What you will do:
Within the records that follow, determine how many lines include the word "arched". State the number and nothing further.

Entries taken from a collection:
● ● ● ● ●
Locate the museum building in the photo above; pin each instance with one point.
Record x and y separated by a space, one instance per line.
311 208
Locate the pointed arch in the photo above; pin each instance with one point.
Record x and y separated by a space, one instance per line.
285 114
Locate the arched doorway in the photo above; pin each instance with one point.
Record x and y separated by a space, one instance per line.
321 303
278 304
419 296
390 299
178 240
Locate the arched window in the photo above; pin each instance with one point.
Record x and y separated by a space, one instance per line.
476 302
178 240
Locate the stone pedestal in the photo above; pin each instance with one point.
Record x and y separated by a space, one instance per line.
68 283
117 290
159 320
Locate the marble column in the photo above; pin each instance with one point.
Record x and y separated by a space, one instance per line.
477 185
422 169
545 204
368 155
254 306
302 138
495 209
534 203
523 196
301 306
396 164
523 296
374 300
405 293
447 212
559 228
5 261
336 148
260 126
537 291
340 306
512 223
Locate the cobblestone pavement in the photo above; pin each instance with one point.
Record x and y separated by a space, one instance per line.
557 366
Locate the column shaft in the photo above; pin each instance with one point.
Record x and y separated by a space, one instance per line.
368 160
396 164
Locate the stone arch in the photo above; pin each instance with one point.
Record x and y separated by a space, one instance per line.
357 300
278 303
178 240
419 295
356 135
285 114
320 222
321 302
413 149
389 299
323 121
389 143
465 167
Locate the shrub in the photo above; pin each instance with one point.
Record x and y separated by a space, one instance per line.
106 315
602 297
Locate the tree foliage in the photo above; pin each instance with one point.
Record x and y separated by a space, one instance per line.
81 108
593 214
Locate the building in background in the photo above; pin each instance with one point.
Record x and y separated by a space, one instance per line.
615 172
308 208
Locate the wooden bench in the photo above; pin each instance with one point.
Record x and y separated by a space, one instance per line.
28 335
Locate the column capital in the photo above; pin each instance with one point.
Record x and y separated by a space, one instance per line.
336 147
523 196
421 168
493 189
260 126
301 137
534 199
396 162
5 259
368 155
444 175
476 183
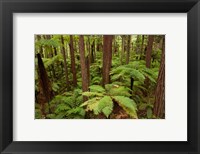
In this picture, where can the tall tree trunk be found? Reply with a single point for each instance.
(128, 49)
(149, 51)
(159, 105)
(83, 66)
(73, 66)
(55, 51)
(41, 48)
(93, 52)
(137, 44)
(65, 62)
(107, 58)
(44, 85)
(142, 44)
(122, 50)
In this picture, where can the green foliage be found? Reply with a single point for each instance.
(127, 104)
(131, 91)
(102, 101)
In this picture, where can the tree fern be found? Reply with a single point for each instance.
(127, 104)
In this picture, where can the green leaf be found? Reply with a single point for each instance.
(62, 107)
(149, 113)
(136, 74)
(106, 105)
(97, 88)
(88, 94)
(127, 104)
(76, 111)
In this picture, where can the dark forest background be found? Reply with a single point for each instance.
(99, 76)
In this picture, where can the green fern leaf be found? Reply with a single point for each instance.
(127, 104)
(96, 88)
(106, 105)
(88, 94)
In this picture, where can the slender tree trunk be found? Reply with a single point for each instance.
(128, 49)
(142, 44)
(41, 48)
(122, 51)
(137, 44)
(93, 52)
(149, 51)
(65, 62)
(159, 105)
(44, 85)
(73, 65)
(83, 66)
(107, 58)
(55, 51)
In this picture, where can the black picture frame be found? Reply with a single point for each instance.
(8, 7)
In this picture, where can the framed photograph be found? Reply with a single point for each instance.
(99, 76)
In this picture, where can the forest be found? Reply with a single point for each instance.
(99, 76)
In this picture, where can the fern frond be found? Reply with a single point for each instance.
(127, 104)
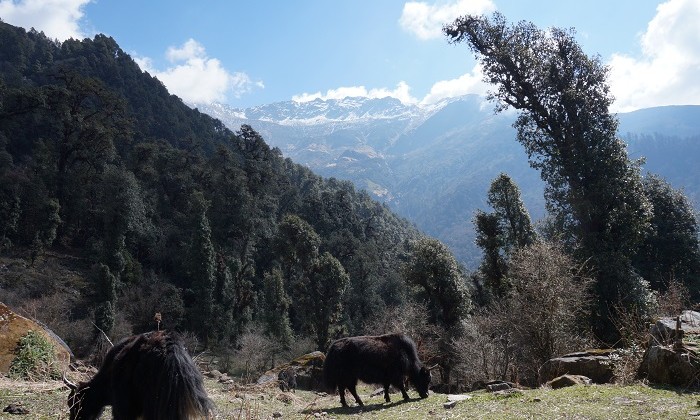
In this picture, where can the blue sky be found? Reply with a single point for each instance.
(252, 52)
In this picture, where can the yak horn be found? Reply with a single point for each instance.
(68, 383)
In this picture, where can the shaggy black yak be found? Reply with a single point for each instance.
(148, 376)
(384, 359)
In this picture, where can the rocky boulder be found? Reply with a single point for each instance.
(672, 355)
(306, 372)
(568, 380)
(13, 327)
(594, 364)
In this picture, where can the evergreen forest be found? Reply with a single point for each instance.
(163, 211)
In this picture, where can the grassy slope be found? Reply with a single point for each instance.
(47, 401)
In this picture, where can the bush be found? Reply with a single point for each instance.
(35, 359)
(542, 316)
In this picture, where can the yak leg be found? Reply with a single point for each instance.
(353, 391)
(341, 392)
(386, 392)
(401, 385)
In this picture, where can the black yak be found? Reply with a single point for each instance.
(385, 359)
(149, 376)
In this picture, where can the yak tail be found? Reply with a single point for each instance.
(330, 370)
(181, 394)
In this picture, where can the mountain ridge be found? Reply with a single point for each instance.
(433, 165)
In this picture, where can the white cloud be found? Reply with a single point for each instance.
(199, 79)
(426, 20)
(401, 92)
(58, 19)
(668, 73)
(470, 83)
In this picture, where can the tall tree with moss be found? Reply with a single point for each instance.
(671, 251)
(504, 197)
(106, 298)
(276, 313)
(570, 137)
(502, 232)
(201, 269)
(434, 273)
(324, 296)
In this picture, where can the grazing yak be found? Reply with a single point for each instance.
(148, 376)
(385, 359)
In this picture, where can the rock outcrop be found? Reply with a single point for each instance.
(673, 354)
(306, 370)
(594, 364)
(13, 327)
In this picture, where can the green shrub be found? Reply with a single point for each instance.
(35, 358)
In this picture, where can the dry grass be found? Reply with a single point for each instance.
(46, 400)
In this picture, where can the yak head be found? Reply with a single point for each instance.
(422, 381)
(80, 402)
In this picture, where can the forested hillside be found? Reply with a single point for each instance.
(163, 209)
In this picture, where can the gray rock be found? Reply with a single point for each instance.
(594, 364)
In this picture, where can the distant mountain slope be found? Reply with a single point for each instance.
(434, 165)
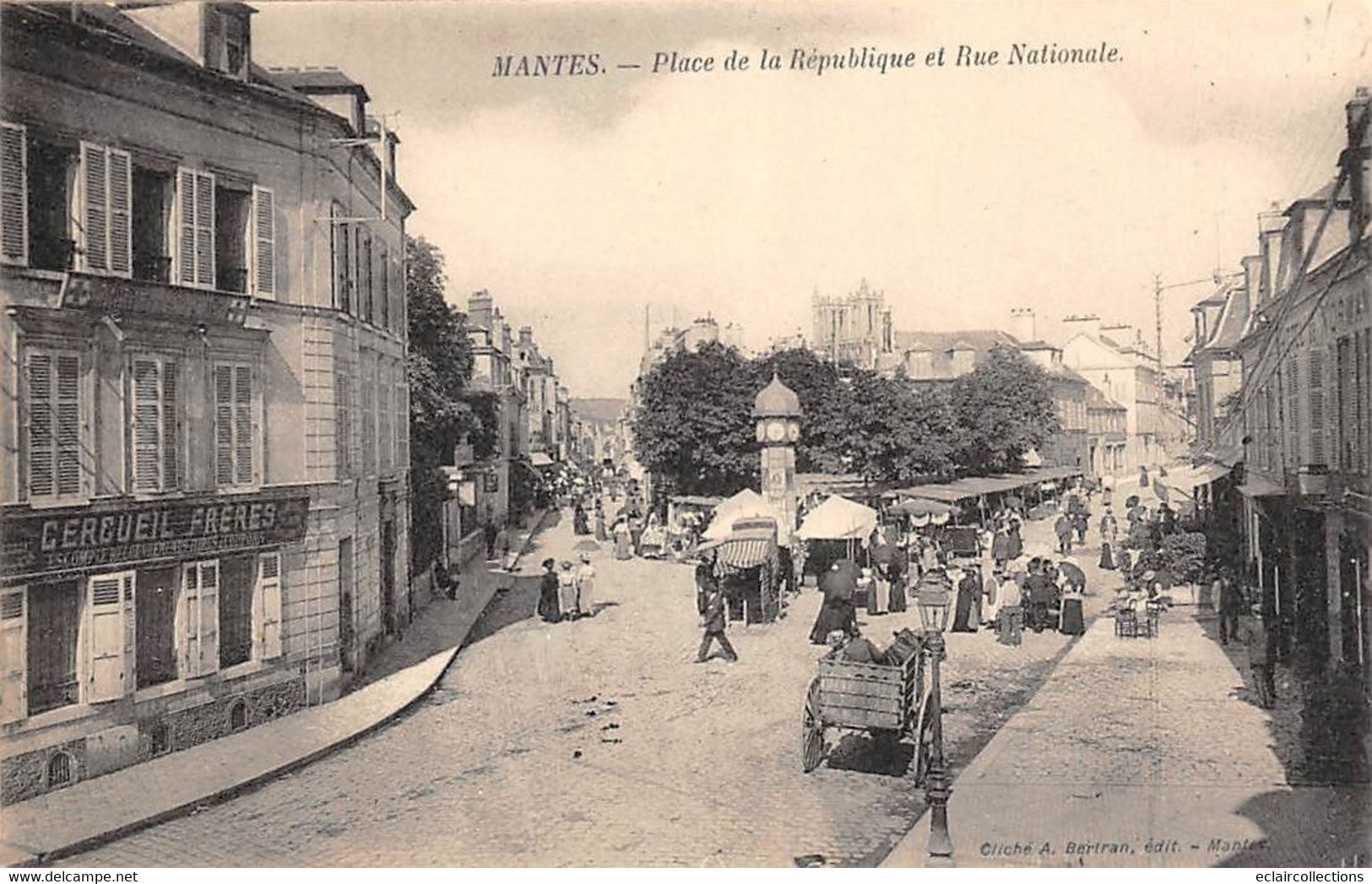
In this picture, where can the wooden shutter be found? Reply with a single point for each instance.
(120, 168)
(243, 425)
(224, 425)
(14, 194)
(267, 636)
(195, 228)
(147, 425)
(263, 241)
(94, 230)
(109, 605)
(14, 637)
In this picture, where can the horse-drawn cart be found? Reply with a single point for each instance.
(891, 702)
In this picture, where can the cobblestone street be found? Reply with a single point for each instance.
(601, 743)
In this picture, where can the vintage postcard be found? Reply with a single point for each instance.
(704, 434)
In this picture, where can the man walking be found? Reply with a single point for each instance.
(713, 622)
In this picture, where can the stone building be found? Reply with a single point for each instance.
(203, 496)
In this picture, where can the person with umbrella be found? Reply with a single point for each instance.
(838, 611)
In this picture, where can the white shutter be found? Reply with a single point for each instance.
(209, 618)
(186, 227)
(203, 230)
(121, 205)
(195, 228)
(224, 425)
(263, 241)
(94, 228)
(267, 636)
(14, 194)
(14, 637)
(147, 426)
(243, 425)
(106, 612)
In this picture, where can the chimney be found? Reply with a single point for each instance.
(1022, 324)
(1357, 158)
(1088, 323)
(479, 309)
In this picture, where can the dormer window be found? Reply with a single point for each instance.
(228, 40)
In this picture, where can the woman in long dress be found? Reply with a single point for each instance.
(623, 541)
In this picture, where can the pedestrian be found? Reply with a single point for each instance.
(1009, 599)
(1062, 528)
(1231, 609)
(586, 587)
(1260, 658)
(548, 607)
(713, 622)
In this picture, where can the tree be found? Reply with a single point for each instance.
(438, 368)
(1003, 408)
(693, 429)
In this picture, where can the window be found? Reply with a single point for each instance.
(234, 425)
(51, 648)
(52, 381)
(105, 199)
(154, 425)
(237, 579)
(14, 194)
(157, 594)
(230, 234)
(344, 423)
(151, 203)
(195, 228)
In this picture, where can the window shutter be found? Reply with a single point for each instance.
(121, 206)
(43, 445)
(147, 426)
(171, 429)
(94, 230)
(14, 194)
(14, 638)
(209, 622)
(106, 607)
(203, 230)
(68, 423)
(186, 227)
(268, 634)
(224, 425)
(263, 241)
(243, 425)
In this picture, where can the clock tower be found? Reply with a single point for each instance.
(777, 412)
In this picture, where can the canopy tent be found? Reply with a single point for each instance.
(838, 519)
(746, 504)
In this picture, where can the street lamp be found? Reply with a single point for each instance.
(932, 601)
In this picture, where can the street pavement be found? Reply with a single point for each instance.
(601, 743)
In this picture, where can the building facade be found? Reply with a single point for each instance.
(203, 496)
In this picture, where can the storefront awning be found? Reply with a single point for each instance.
(1257, 486)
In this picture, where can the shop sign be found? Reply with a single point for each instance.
(46, 544)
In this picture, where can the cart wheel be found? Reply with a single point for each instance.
(922, 735)
(811, 730)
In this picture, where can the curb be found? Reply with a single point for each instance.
(258, 780)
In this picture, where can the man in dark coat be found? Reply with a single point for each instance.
(713, 621)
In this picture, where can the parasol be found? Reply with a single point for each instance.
(840, 579)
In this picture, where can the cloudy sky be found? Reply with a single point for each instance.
(962, 193)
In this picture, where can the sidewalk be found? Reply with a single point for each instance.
(1142, 752)
(99, 811)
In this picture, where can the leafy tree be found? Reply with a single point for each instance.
(438, 368)
(1003, 408)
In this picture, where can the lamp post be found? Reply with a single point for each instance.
(933, 600)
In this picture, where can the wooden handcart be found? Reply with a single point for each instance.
(889, 702)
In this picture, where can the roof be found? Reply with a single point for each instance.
(324, 80)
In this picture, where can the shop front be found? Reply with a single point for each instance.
(131, 629)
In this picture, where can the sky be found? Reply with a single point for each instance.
(961, 193)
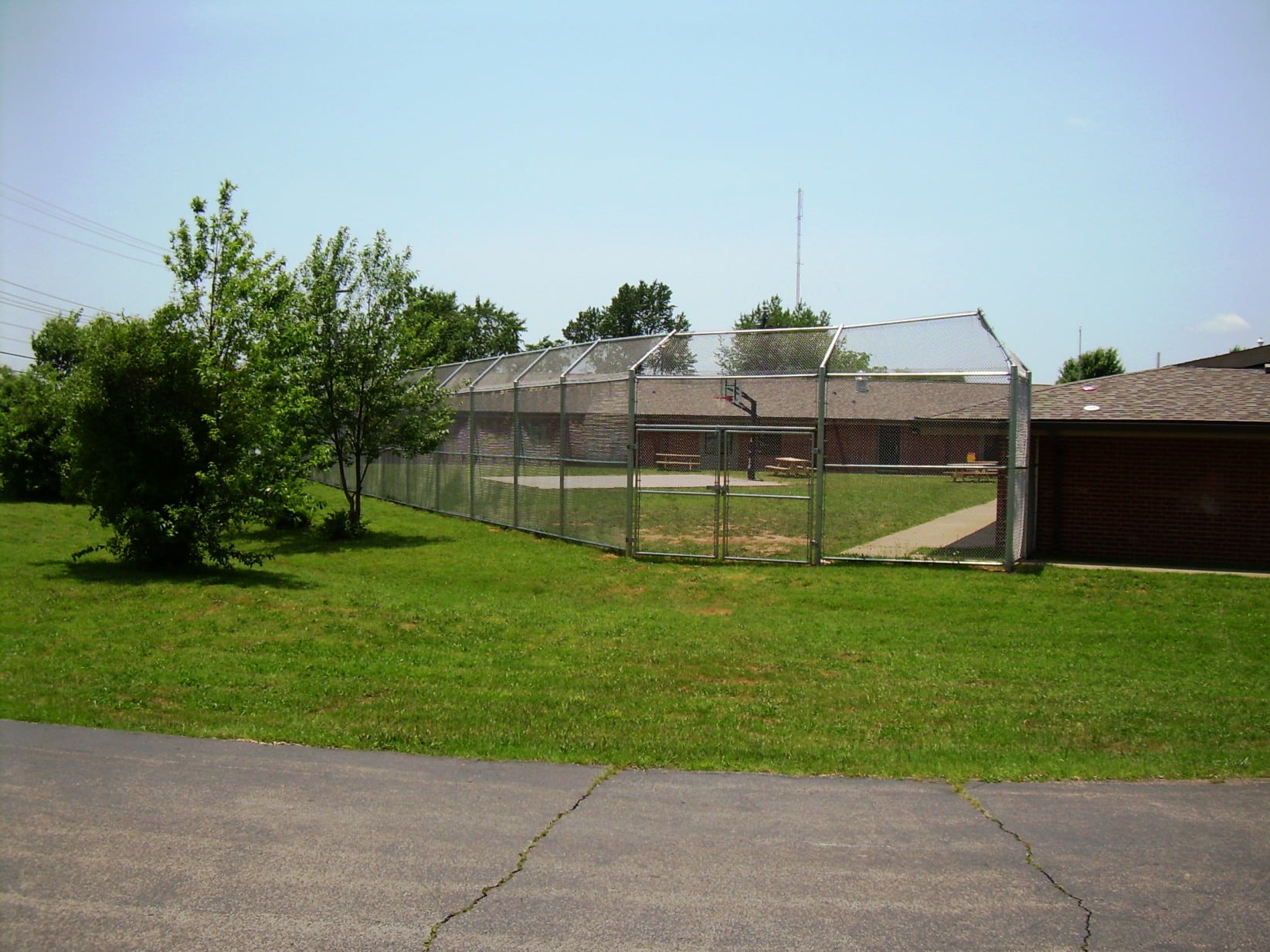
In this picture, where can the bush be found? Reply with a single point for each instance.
(154, 449)
(339, 524)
● ● ● ● ●
Result of this exercise:
2